- _ASSIGNED TASK_
Which lines of the entries contain the string "racket"? Please find them and copy them.

(ENTRIES PROVIDED Opens)

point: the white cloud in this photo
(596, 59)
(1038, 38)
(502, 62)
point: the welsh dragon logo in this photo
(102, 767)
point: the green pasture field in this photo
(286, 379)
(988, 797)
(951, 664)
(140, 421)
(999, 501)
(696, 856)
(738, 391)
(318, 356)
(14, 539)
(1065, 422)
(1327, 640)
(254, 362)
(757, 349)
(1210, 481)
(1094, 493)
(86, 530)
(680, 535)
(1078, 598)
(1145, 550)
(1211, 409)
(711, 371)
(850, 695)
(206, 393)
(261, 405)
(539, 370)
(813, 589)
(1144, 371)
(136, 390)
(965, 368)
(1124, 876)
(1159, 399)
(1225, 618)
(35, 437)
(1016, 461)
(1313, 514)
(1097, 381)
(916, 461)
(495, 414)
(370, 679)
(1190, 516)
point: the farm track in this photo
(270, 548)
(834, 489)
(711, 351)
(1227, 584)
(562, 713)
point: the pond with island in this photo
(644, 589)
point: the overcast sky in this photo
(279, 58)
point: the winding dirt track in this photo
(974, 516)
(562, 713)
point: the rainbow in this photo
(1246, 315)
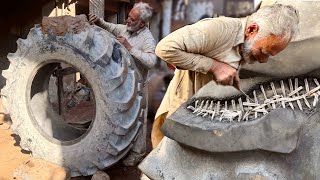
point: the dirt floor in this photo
(16, 163)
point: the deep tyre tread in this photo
(109, 69)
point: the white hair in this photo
(145, 11)
(278, 19)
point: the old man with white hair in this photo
(215, 48)
(138, 40)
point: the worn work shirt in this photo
(142, 42)
(193, 49)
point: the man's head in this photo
(268, 31)
(138, 17)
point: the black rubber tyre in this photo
(110, 71)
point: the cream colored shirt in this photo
(193, 48)
(142, 42)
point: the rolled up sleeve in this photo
(185, 47)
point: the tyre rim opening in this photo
(62, 102)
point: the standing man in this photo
(214, 49)
(138, 40)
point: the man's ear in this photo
(252, 30)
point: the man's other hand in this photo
(94, 19)
(225, 74)
(124, 42)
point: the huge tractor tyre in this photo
(108, 68)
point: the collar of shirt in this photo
(240, 36)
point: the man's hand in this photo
(94, 19)
(225, 74)
(124, 42)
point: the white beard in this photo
(133, 29)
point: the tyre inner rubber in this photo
(44, 116)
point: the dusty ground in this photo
(16, 163)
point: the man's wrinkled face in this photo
(257, 48)
(134, 22)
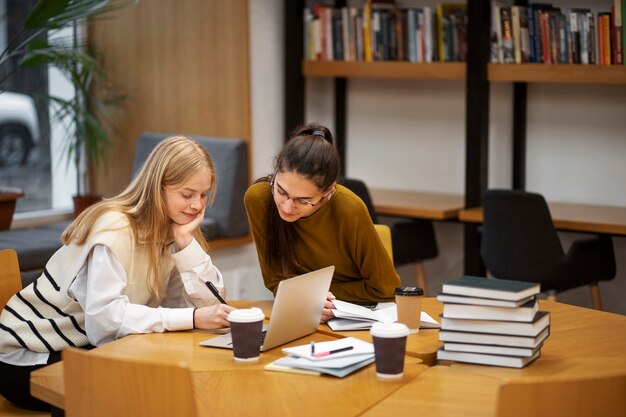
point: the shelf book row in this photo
(543, 33)
(492, 322)
(381, 31)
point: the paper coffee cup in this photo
(409, 306)
(246, 327)
(389, 347)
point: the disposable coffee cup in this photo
(409, 305)
(246, 327)
(389, 346)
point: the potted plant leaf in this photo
(85, 115)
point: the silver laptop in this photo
(296, 312)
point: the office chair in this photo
(101, 386)
(519, 242)
(10, 279)
(598, 396)
(413, 240)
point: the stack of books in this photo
(492, 322)
(337, 358)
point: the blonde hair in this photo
(170, 164)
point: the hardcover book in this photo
(500, 289)
(494, 339)
(484, 359)
(539, 324)
(524, 313)
(464, 299)
(490, 350)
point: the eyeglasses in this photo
(282, 196)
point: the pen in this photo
(215, 292)
(330, 352)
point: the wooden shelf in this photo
(385, 69)
(229, 242)
(558, 73)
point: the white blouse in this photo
(109, 315)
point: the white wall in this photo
(410, 135)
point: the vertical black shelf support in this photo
(341, 86)
(341, 89)
(520, 93)
(294, 53)
(477, 124)
(520, 96)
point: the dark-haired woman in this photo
(302, 220)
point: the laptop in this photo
(296, 312)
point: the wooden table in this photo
(574, 217)
(583, 342)
(416, 204)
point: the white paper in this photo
(360, 347)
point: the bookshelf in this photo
(385, 69)
(478, 74)
(557, 73)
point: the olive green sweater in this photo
(340, 233)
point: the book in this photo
(494, 339)
(338, 368)
(359, 348)
(464, 299)
(273, 366)
(491, 288)
(523, 313)
(489, 349)
(484, 359)
(349, 316)
(540, 322)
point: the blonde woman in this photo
(134, 263)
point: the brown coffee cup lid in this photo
(409, 291)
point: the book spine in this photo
(593, 39)
(367, 31)
(411, 35)
(440, 27)
(618, 47)
(623, 8)
(507, 35)
(429, 35)
(517, 32)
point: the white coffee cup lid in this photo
(389, 330)
(246, 315)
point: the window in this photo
(31, 157)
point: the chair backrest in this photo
(231, 163)
(100, 386)
(384, 232)
(10, 280)
(573, 397)
(359, 188)
(518, 240)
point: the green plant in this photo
(85, 115)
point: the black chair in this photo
(519, 242)
(412, 240)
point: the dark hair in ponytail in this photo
(310, 152)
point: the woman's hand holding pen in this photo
(328, 305)
(212, 317)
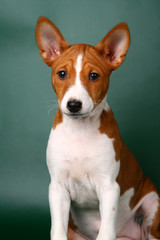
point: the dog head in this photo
(80, 72)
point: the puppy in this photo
(97, 188)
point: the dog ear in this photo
(114, 45)
(50, 41)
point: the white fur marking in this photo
(78, 92)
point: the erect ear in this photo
(50, 40)
(114, 45)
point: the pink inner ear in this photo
(116, 46)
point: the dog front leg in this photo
(109, 199)
(59, 200)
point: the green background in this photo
(26, 98)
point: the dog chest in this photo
(81, 159)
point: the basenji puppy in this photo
(97, 188)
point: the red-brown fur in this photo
(130, 174)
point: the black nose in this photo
(74, 106)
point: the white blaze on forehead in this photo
(78, 67)
(78, 92)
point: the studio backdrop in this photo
(28, 103)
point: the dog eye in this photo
(62, 74)
(93, 76)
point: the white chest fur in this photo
(81, 158)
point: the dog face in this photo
(80, 73)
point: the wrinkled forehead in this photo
(90, 58)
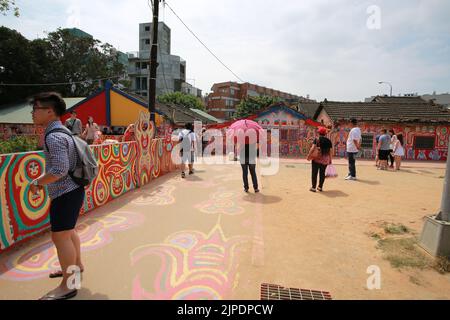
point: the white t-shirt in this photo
(186, 135)
(355, 134)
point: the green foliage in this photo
(252, 105)
(60, 58)
(7, 5)
(183, 99)
(19, 144)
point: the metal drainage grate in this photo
(276, 292)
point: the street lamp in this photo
(383, 82)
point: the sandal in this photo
(67, 296)
(58, 274)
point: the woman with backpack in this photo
(320, 154)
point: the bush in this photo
(19, 144)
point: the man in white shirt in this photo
(188, 140)
(353, 147)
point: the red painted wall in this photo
(95, 107)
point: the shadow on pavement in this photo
(86, 294)
(372, 183)
(334, 194)
(260, 198)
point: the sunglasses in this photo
(37, 108)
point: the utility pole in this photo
(445, 203)
(153, 62)
(435, 237)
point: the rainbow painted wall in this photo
(122, 168)
(111, 107)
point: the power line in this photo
(204, 45)
(53, 84)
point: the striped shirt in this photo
(60, 158)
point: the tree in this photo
(16, 61)
(7, 5)
(252, 105)
(60, 58)
(183, 99)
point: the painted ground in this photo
(203, 237)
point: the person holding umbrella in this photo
(247, 132)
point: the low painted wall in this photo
(439, 132)
(122, 168)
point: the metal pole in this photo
(153, 63)
(445, 204)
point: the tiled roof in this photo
(374, 111)
(308, 109)
(20, 113)
(393, 99)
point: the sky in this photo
(334, 49)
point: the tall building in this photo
(171, 70)
(226, 96)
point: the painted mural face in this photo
(122, 167)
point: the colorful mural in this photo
(110, 107)
(296, 131)
(193, 266)
(297, 134)
(38, 260)
(122, 167)
(440, 133)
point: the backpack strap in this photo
(61, 130)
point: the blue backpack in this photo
(86, 169)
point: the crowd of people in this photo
(67, 195)
(389, 148)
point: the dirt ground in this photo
(203, 237)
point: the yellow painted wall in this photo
(125, 111)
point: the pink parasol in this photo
(243, 126)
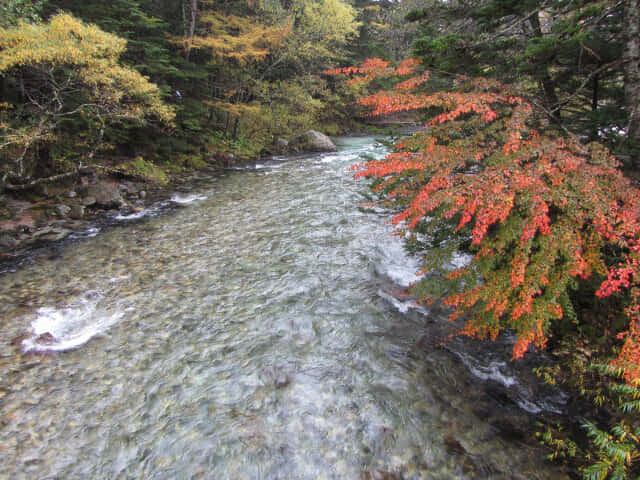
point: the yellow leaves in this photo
(88, 58)
(238, 38)
(64, 40)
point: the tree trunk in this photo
(547, 87)
(631, 57)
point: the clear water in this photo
(253, 332)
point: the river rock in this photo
(313, 141)
(63, 210)
(7, 241)
(379, 475)
(46, 338)
(51, 234)
(106, 194)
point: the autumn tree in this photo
(59, 72)
(571, 52)
(542, 214)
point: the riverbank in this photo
(35, 217)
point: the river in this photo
(250, 328)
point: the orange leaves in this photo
(377, 68)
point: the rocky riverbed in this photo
(50, 213)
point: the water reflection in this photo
(250, 334)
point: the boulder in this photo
(7, 241)
(106, 194)
(313, 141)
(63, 210)
(51, 234)
(77, 212)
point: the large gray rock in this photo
(313, 141)
(106, 194)
(63, 210)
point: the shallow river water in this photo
(251, 331)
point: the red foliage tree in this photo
(539, 210)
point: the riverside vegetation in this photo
(529, 161)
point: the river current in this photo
(253, 329)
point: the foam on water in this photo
(397, 265)
(133, 216)
(71, 326)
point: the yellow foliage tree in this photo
(61, 70)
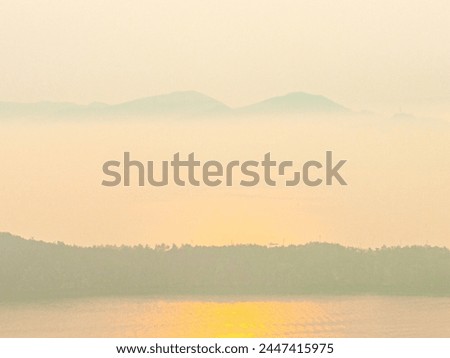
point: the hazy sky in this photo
(365, 54)
(377, 55)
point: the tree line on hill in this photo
(31, 270)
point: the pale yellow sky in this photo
(397, 174)
(376, 55)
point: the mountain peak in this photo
(296, 102)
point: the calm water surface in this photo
(367, 316)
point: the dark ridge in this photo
(31, 270)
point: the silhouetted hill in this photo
(297, 102)
(187, 103)
(31, 270)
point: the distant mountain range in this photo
(187, 103)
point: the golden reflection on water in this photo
(238, 319)
(365, 316)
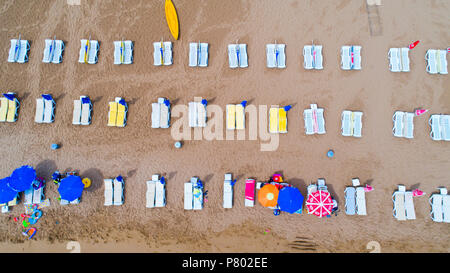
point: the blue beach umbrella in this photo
(22, 178)
(6, 193)
(290, 199)
(70, 188)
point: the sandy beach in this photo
(138, 151)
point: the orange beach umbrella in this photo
(268, 195)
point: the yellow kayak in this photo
(172, 18)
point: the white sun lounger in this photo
(434, 122)
(409, 206)
(76, 112)
(308, 58)
(188, 197)
(346, 61)
(398, 198)
(118, 192)
(92, 57)
(398, 123)
(350, 201)
(356, 57)
(346, 128)
(361, 201)
(108, 192)
(437, 213)
(227, 192)
(86, 108)
(409, 122)
(39, 116)
(309, 123)
(150, 194)
(394, 60)
(430, 57)
(160, 192)
(445, 124)
(18, 51)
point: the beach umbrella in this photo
(319, 203)
(290, 199)
(6, 193)
(22, 178)
(268, 195)
(70, 188)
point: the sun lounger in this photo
(86, 108)
(160, 192)
(188, 197)
(309, 123)
(118, 192)
(88, 52)
(197, 194)
(434, 122)
(346, 61)
(76, 112)
(122, 109)
(250, 192)
(357, 124)
(108, 192)
(346, 127)
(360, 201)
(437, 213)
(18, 51)
(430, 57)
(409, 128)
(112, 113)
(356, 57)
(39, 116)
(399, 203)
(273, 120)
(394, 60)
(227, 192)
(398, 123)
(445, 124)
(308, 58)
(350, 201)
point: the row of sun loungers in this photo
(114, 191)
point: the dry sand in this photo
(137, 151)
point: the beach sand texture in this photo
(137, 151)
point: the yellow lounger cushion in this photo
(282, 120)
(3, 109)
(112, 116)
(11, 117)
(240, 117)
(273, 120)
(231, 116)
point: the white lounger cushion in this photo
(188, 197)
(360, 201)
(150, 194)
(108, 192)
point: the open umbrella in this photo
(319, 203)
(6, 193)
(70, 188)
(22, 178)
(290, 199)
(268, 195)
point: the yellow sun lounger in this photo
(282, 120)
(231, 116)
(273, 120)
(112, 115)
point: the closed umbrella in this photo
(290, 199)
(22, 178)
(268, 195)
(71, 188)
(6, 193)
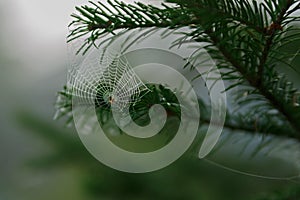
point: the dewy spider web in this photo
(103, 79)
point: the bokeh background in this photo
(43, 159)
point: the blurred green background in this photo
(42, 159)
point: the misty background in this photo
(33, 63)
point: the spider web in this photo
(104, 79)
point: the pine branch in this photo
(245, 36)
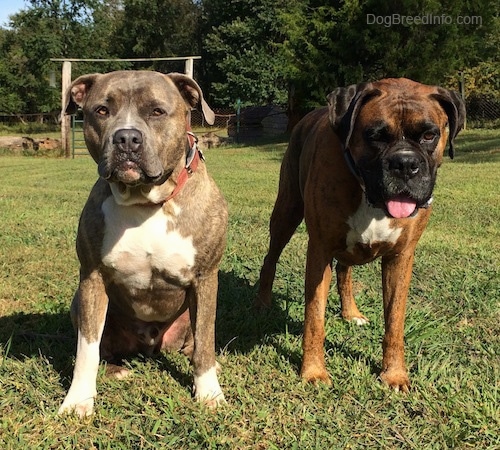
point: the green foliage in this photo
(241, 51)
(260, 51)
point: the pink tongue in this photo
(401, 207)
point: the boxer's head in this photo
(394, 132)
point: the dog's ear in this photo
(78, 91)
(193, 95)
(344, 104)
(454, 107)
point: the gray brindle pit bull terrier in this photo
(151, 235)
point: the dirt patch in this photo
(28, 144)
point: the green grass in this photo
(452, 327)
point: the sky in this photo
(8, 7)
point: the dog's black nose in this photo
(128, 140)
(404, 165)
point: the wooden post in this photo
(188, 68)
(65, 119)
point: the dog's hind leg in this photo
(350, 310)
(287, 214)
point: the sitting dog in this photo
(151, 235)
(362, 173)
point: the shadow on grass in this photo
(240, 328)
(48, 335)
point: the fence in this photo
(222, 118)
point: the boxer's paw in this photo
(207, 389)
(118, 372)
(315, 374)
(396, 379)
(213, 400)
(81, 408)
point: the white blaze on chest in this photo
(369, 225)
(139, 241)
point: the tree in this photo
(241, 57)
(48, 29)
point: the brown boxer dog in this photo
(361, 172)
(151, 234)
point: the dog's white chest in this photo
(139, 242)
(368, 226)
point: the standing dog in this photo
(361, 172)
(151, 235)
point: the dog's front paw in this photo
(82, 408)
(207, 389)
(212, 400)
(314, 373)
(396, 378)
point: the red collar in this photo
(192, 159)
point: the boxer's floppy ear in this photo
(344, 104)
(192, 94)
(77, 92)
(454, 108)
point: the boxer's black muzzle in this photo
(400, 181)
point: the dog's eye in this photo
(102, 111)
(427, 137)
(157, 112)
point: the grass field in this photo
(452, 327)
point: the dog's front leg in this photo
(396, 277)
(203, 306)
(92, 304)
(318, 278)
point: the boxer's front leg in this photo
(91, 308)
(396, 277)
(318, 278)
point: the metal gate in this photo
(77, 141)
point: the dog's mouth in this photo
(131, 174)
(401, 207)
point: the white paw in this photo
(207, 389)
(81, 408)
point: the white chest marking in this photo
(369, 225)
(139, 241)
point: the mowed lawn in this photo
(452, 326)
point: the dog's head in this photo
(135, 122)
(394, 133)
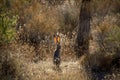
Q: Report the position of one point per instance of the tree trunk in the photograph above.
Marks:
(84, 29)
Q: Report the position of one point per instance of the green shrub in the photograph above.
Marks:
(7, 29)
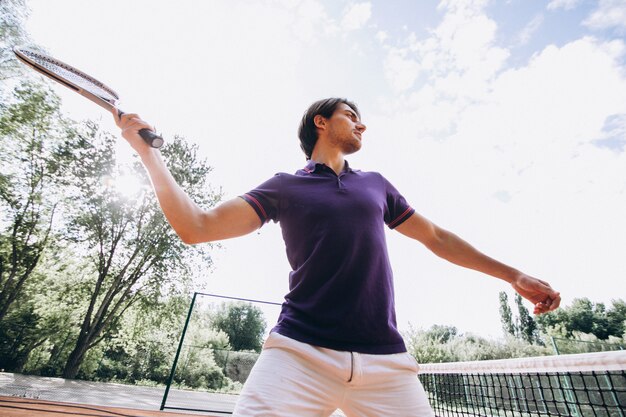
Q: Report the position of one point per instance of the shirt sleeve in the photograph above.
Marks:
(397, 210)
(264, 199)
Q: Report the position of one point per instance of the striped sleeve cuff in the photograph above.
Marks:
(401, 218)
(257, 206)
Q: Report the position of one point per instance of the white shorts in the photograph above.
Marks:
(294, 379)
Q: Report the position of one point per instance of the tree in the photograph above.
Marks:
(134, 254)
(584, 316)
(506, 315)
(31, 163)
(243, 323)
(617, 318)
(526, 326)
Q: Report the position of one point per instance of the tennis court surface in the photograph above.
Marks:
(27, 407)
(583, 385)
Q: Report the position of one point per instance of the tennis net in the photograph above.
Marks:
(582, 385)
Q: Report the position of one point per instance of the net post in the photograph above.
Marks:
(556, 349)
(180, 347)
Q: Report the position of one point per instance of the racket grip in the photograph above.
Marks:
(151, 138)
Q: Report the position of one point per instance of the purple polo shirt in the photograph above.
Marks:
(341, 286)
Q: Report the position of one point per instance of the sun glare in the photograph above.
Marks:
(128, 186)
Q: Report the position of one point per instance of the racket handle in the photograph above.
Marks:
(151, 138)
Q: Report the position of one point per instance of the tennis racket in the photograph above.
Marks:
(80, 82)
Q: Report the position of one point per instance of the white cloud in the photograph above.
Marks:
(530, 29)
(609, 14)
(400, 71)
(563, 4)
(381, 36)
(456, 62)
(523, 167)
(356, 16)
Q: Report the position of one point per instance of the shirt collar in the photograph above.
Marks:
(312, 166)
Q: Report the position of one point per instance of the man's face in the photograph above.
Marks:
(345, 129)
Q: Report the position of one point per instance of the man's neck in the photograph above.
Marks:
(334, 161)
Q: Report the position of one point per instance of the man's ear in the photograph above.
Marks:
(320, 121)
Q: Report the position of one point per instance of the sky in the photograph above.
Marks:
(504, 122)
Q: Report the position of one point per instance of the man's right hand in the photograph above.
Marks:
(131, 124)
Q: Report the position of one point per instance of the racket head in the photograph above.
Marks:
(71, 77)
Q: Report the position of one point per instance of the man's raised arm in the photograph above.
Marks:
(449, 246)
(193, 224)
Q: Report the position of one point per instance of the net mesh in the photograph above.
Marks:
(572, 385)
(67, 73)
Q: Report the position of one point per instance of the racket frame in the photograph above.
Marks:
(154, 140)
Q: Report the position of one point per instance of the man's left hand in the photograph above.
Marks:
(538, 292)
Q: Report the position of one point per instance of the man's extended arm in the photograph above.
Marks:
(193, 224)
(449, 246)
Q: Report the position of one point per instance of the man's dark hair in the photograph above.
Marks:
(307, 132)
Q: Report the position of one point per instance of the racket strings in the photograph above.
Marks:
(75, 76)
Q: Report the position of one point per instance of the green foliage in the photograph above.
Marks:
(583, 316)
(446, 344)
(243, 323)
(31, 177)
(506, 315)
(526, 325)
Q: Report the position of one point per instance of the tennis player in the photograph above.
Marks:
(336, 343)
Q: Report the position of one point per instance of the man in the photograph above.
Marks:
(336, 344)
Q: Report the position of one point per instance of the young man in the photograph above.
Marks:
(336, 344)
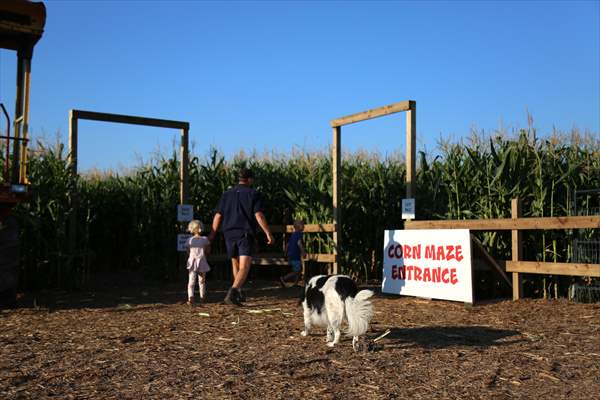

(ENTRIES PROVIDED Closes)

- _SOLUTION TO THIS EXERCISE_
Q: Report the position of one point per instance of the racket grip in the photograph above.
Q: Report the position of one point per instance of the racket handle in the photograph above.
Q: Report the position of one point per instance of the tennis racket in the photograph above.
Q: Report the position of one point per instance of the racket head in the photograph above.
Q: Report the position of one point per instance of the racket frame in the photograph above.
Q: Report the position of one point per instance of the racket strings in the photograph above.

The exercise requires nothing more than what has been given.